■ TASK DETAILS
Reproduce the data in its entirety, exactly as supplied.

>>>>>

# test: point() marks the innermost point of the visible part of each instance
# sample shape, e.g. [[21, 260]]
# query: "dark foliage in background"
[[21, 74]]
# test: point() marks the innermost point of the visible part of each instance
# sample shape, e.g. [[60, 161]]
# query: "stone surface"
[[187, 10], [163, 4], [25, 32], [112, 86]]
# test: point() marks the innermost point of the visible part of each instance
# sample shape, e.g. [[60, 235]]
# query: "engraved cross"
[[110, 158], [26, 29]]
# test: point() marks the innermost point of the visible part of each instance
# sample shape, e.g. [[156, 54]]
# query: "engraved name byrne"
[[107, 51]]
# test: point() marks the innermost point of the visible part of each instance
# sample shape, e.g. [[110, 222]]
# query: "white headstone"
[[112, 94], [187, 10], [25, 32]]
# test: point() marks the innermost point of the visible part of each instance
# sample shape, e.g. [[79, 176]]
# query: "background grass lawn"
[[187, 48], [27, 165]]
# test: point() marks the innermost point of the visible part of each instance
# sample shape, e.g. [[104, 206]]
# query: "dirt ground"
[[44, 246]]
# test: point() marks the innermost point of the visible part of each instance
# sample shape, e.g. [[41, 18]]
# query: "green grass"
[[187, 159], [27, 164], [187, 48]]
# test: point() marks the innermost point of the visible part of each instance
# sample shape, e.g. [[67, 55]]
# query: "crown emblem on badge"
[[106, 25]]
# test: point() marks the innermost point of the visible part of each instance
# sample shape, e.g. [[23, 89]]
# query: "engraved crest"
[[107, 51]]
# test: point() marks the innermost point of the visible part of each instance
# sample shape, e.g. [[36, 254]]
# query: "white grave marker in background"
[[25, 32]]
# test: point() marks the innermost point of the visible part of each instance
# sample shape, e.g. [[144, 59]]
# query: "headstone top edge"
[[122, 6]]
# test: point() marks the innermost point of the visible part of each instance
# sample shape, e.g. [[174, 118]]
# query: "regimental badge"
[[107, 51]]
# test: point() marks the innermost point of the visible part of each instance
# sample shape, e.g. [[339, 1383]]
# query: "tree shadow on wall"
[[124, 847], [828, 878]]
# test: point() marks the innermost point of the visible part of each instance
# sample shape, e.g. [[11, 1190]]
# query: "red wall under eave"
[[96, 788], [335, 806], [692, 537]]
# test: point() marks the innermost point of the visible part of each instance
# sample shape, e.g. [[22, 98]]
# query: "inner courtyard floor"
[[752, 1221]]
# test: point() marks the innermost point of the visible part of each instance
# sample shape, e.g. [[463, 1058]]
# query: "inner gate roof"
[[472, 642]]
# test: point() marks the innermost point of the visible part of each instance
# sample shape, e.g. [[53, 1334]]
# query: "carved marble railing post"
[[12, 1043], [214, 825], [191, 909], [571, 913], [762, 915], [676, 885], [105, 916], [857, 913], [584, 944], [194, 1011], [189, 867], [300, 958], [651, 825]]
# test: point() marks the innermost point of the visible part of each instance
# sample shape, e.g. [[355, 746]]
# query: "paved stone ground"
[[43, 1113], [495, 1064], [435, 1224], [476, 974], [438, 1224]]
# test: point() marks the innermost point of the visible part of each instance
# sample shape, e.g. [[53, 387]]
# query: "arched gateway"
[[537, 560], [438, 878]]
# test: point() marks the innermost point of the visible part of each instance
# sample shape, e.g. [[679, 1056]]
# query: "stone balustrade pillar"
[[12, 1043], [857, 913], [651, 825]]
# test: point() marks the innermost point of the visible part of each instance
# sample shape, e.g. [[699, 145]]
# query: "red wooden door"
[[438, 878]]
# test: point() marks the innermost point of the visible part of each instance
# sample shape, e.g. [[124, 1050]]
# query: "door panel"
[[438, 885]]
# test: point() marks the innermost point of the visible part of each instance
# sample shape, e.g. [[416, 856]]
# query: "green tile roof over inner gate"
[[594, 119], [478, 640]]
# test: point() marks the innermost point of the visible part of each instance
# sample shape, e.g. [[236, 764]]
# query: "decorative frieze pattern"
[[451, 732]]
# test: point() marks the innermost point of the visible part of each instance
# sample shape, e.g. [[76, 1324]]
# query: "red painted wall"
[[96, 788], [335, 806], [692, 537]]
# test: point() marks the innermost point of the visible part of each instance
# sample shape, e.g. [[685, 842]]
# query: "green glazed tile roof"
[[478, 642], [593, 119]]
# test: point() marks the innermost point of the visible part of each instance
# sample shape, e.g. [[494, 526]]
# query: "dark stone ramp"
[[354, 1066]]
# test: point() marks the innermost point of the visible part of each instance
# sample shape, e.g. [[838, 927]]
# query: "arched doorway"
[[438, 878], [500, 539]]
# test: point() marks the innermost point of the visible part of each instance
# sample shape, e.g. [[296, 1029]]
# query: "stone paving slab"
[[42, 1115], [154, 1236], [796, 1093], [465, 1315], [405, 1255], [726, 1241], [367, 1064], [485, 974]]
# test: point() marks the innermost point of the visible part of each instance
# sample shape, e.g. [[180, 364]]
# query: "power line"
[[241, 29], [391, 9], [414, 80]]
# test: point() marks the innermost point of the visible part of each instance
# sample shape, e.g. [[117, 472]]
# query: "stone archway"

<<<<<

■ PROBLEM SOLUTION
# test: point() marks the innermost point of the visible part of each instance
# sample shape, e.g. [[21, 260]]
# query: "dark foliage in background"
[[21, 74]]
# test: point() marks the innermost point of the visible part of each instance
# sample shape, e.g. [[60, 161]]
# query: "stone surface"
[[187, 10], [163, 4], [25, 32], [112, 86]]
# test: point() marks the innermost point of the visible part of each instance
# sample shape, e.g. [[60, 235]]
# query: "engraved cross"
[[110, 158], [26, 29]]
# test: point() marks the innermost point of the visible part of each instance
# sample shape, e.g. [[156, 54]]
# query: "engraved name byrne"
[[107, 51]]
# test: point() marks the innermost point of the visible part of each instance
# sample shape, e.g. [[110, 222]]
# query: "white headstone"
[[112, 94], [187, 10], [25, 32]]
# test: point() marks the innermost point of the visible part of each instance
# sample shape, e.g. [[79, 176]]
# query: "background grass lawn"
[[187, 48], [27, 165]]
# test: point() marks the innermost point of the visible part of each instance
# sample shape, e.g. [[104, 206]]
# query: "dirt ground"
[[44, 246]]
# test: point() marks the innermost point of the visible part of each instance
# sample shape, e.g. [[41, 18]]
# query: "green grass"
[[187, 159], [27, 164], [187, 48]]
# test: point() marks the innermost point of the visible part of each instance
# sample shape, e.g. [[67, 55]]
# query: "crown emblem on badge"
[[106, 25]]
# test: point() marks the innermost point of the visible part of each instance
# sample shape, e.g. [[23, 89]]
# query: "engraved crest"
[[107, 51]]
# test: point() marks the innermost point of the visible part of each instance
# sample shape, e.g. [[36, 254]]
# query: "white grave marker in background"
[[25, 32]]
# test: point() marks the innermost point of the visible part of each instance
# sample shape, e.g. [[144, 59]]
# query: "headstone top edge"
[[122, 6]]
# test: point() marks the innermost point of the visible part of each instance
# sample shape, e.g. [[174, 118]]
# query: "regimental badge"
[[107, 51]]
# test: point() marks the innermost point of the visible part of each instance
# sample shape, e.g. [[339, 1383]]
# query: "tree shadow on wall"
[[124, 847], [828, 878]]
# test: point() marks the innermost point of the visible part of each instance
# sample shape, e.g. [[11, 1190]]
# query: "red wall under eave"
[[96, 788], [335, 806], [692, 537]]
# test: point() marks the innermost point of the visible part of each instance
# sample shape, e.g. [[22, 98]]
# query: "inner courtyard floor"
[[752, 1221]]
# test: point() marks the innermost point of the visible part of each instance
# sample shape, e.g. [[463, 1058]]
# query: "inner gate roof"
[[472, 642]]
# test: point() marks the innermost point of the visible part of each instance
# sample shape, e.g. [[53, 1334]]
# query: "carved marble railing post"
[[12, 1043], [214, 825], [191, 909], [571, 913], [762, 915], [676, 885], [105, 916], [857, 913], [584, 944], [194, 1011], [189, 867], [300, 958], [651, 825]]
# test: point() marks the innermost point of the visible part of each instance
# sample shape, e.g. [[355, 746]]
# query: "paved stone ground"
[[43, 1113], [495, 1064], [435, 1224], [476, 974], [438, 1224]]
# test: point() marks the innermost point of the visible part of each instance
# sample shape, e.g. [[53, 387]]
# query: "arched gateway"
[[537, 560], [438, 878]]
# test: point() marks the innermost point of the visible part of each instance
# sample shape, e.g. [[679, 1056]]
# query: "stone balustrade pillar"
[[12, 1043], [857, 913], [651, 825]]
# test: point() marks the innermost point of the visible part of each instance
# sample shape, e.g. [[699, 145]]
# query: "red wooden door"
[[438, 878]]
# test: point() marks the innermost point of the visible part of each instance
# sample shape, e.g. [[124, 1050]]
# query: "door panel"
[[438, 885]]
# test: point() marks the innermost point of the visible part of each instance
# sample shape, e.g. [[416, 856]]
# query: "green tile roof over inner gate"
[[594, 119], [478, 640]]
# test: point() marks the innermost point of the visible part of each instance
# sample shape, e.g. [[236, 764]]
# query: "decorative frieze pattern"
[[451, 732]]
# test: point() marks the innermost point of the visible part of each instance
# sample shape, e.g. [[76, 1324]]
# query: "red painted wall"
[[96, 788], [335, 806], [692, 537]]
# test: point() marks the innermost point of the visible part of each instance
# sample shape, e.g. [[685, 842]]
# query: "green glazed tile roof"
[[478, 642], [593, 119]]
# test: point() marks the innermost point of the visible part of each instance
# sample shape, e.g. [[494, 526]]
# query: "dark stone ramp"
[[354, 1066]]
# test: point() marks the innermost point of the visible part of each instance
# sample shape, e.g. [[838, 927]]
# query: "arched doorway"
[[438, 878], [500, 539]]
# test: point() marks the innermost point of the visible part of each instance
# sample shape, e.g. [[296, 1029]]
# query: "stone paving slab"
[[42, 1115], [154, 1236], [796, 1093], [465, 1315], [405, 1255], [726, 1241], [367, 1064], [485, 974]]
# test: point() marks the innermost point of the visible part of each instance
# sample shape, e.g. [[180, 364]]
# query: "power line"
[[241, 29], [391, 9], [414, 80]]
# test: point() marks the innermost point of the visible part of each instance
# sample shape, e.g. [[117, 472]]
# query: "stone archway"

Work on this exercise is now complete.